== Segment start ==
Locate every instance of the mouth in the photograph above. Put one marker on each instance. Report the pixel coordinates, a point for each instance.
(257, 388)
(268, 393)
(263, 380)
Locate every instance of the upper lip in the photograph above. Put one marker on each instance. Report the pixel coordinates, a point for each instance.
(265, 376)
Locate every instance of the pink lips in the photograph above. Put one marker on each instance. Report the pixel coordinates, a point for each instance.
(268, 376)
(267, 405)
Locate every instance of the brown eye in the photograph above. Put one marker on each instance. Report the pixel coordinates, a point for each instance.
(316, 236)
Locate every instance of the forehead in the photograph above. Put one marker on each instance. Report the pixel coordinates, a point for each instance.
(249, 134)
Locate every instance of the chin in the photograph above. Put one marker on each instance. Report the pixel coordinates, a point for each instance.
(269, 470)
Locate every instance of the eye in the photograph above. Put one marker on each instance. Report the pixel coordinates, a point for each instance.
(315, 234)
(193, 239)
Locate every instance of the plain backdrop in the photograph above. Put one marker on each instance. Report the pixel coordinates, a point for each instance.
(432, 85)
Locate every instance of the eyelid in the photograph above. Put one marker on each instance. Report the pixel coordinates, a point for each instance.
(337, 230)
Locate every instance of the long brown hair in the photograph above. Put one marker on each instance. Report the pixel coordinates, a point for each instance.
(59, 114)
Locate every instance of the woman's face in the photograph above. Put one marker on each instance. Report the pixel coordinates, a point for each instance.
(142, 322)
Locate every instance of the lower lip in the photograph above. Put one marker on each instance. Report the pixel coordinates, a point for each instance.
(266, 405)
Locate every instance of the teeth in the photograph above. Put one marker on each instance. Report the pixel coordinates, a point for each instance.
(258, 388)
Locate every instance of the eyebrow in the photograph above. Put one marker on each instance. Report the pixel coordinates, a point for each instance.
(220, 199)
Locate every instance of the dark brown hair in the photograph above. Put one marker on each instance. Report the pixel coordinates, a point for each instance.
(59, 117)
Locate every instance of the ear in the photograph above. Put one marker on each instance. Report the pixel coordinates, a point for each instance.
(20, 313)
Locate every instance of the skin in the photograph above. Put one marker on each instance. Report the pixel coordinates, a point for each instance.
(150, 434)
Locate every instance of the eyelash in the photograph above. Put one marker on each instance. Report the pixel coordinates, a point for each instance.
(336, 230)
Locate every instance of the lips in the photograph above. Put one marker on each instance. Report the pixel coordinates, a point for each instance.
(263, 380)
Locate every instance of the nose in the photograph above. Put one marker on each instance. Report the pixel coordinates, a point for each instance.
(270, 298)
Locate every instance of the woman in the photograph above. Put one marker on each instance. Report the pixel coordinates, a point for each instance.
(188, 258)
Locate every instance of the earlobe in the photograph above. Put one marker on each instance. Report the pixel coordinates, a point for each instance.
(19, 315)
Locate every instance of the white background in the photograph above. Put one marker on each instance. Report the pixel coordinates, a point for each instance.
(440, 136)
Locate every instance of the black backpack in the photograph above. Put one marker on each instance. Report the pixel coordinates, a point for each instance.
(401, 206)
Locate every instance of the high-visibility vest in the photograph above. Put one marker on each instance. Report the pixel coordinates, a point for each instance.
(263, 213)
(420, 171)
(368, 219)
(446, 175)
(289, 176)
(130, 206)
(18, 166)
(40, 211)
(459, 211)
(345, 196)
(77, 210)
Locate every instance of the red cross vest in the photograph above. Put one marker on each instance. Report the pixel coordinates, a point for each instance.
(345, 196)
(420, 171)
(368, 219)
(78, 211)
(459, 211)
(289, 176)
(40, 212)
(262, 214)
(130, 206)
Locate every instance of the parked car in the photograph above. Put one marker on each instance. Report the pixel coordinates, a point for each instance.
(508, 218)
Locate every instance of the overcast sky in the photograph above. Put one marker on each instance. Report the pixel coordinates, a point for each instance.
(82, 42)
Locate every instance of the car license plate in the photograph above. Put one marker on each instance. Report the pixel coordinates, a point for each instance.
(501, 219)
== Segment end ==
■ **WHAT TO PRODUCE**
Every record above needs to be restated exactly.

■ **RESPONSE AREA**
Locate every instance of the mouth in the photograph above. Put one marker on each instance. Report the pixel coordinates, a point for each instance.
(257, 388)
(268, 393)
(263, 380)
Locate every instance of the upper lip in the photograph above. Put one marker on each instance. Report the pixel coordinates, a point for each instance.
(265, 376)
Locate every instance of the pink lips in the photograph above. Put one marker on each instance. Report the pixel coordinates, a point for each instance.
(268, 376)
(267, 405)
Locate every instance of the brown eye in the photograph above. Put one marker on each instance. Report the pixel coordinates, a point for each instance.
(316, 236)
Locate every instance of the forehead in the photograph above. Put one marker on each instance. Report the pixel coordinates, a point for each instance.
(249, 134)
Locate every instance of the chin in the photograph above. Put one marker on each instance. Report the pixel coordinates, a point for each instance.
(269, 470)
Locate every instance of the eye in the photograph above. Put one marker on each instance. Report the pixel coordinates, a point for each instance.
(315, 234)
(193, 239)
Locate every instance of the plain backdrop in the photograph above. Put one marker on each instance. Report the pixel coordinates, a point for each instance.
(432, 85)
Locate every instance of the eyelid in the photograph above. Put one marker on each instance. Report the pixel coordinates, a point for each instance.
(337, 230)
Locate every instance of the long brown hair in the photograph above. Put one marker on each instance. Report the pixel coordinates, a point for each instance.
(59, 114)
Locate every instance of the woman's face in the photograph above. Put one marker on each instance. Report the pixel coordinates, a point for each instance.
(142, 322)
Locate every instance of the lower lip in the photograph above. Put one marker on each instance. Report the pixel coordinates, a point for each instance.
(266, 405)
Locate every instance of the teeth in the photograph above. Put one marker on each instance. Report the pixel coordinates, a point for each instance.
(258, 388)
Locate every instance of the eyebrow in the photograph above. Put one marker on each instance. Report the pixel coordinates, a point for each instance.
(220, 199)
Locate every instance of the dark brown hair in the photograph above. Put one marker on each instance. Report the pixel coordinates, a point for each instance.
(59, 117)
Locate every instance of the ear in the photograph above. Put one marker on each instance. Report the pixel coordinates, a point for each instance.
(20, 313)
Locate every instance of the skin in the photograph above. Put one marker on each instance. Report the pixel coordinates, a point for each instance.
(150, 434)
Locate every instance of the eyelash in the photograph above. Put one marker on each instance. Report the pixel coordinates, a point for each instance.
(336, 230)
Locate every instance of the lips in the photograph above. Put one marker on each instance. Report the pixel coordinates, a point for each instance.
(263, 380)
Locate every instance of the nose in the photograph above. Put one marker on each instance. Report the pixel coordinates, a point for each instance.
(270, 298)
Locate every instance of the woman in the photograph above. Put one marker on each instance. Report the pixel coordinates, a point for each instance.
(188, 258)
Locate every instance of the earlobe in the photograph above. Put one marker on each instance. Report the pixel coordinates, a point for each instance.
(19, 315)
Locate every instance of the white background in the photograph above. Put one marker on each instance. Report the pixel coordinates, a point for each instance.
(440, 136)
Locate every instance of the black backpack in the photograph above. Put one marker on each instance. Report the pixel coordinates, a point for each instance.
(401, 206)
Locate every instance of the high-visibility vest in the photograph above. Put one marker on each instance. Report the pixel coordinates, a point for each instance.
(263, 213)
(420, 171)
(368, 219)
(446, 175)
(289, 176)
(130, 206)
(18, 166)
(40, 211)
(459, 211)
(345, 196)
(77, 210)
Locate every instance of the red cross vest in the photograph above. Put one marker on each instance. Report the pixel coordinates, a point for each instance.
(345, 196)
(420, 171)
(368, 219)
(78, 211)
(459, 211)
(289, 176)
(40, 212)
(262, 214)
(130, 206)
Locate every instance of the parked car in the photograph above. Put one marker on each instance. Report the pixel coordinates, a point for each instance.
(508, 218)
Locate every instance of the overcast sky in the photograph above. Put one marker on each instance. Report the pixel coordinates, a point for each instance.
(82, 42)
Locate every instance of the car license plate in the photograph above. Put one marker on each instance. Report the pixel coordinates, a point for each instance.
(501, 219)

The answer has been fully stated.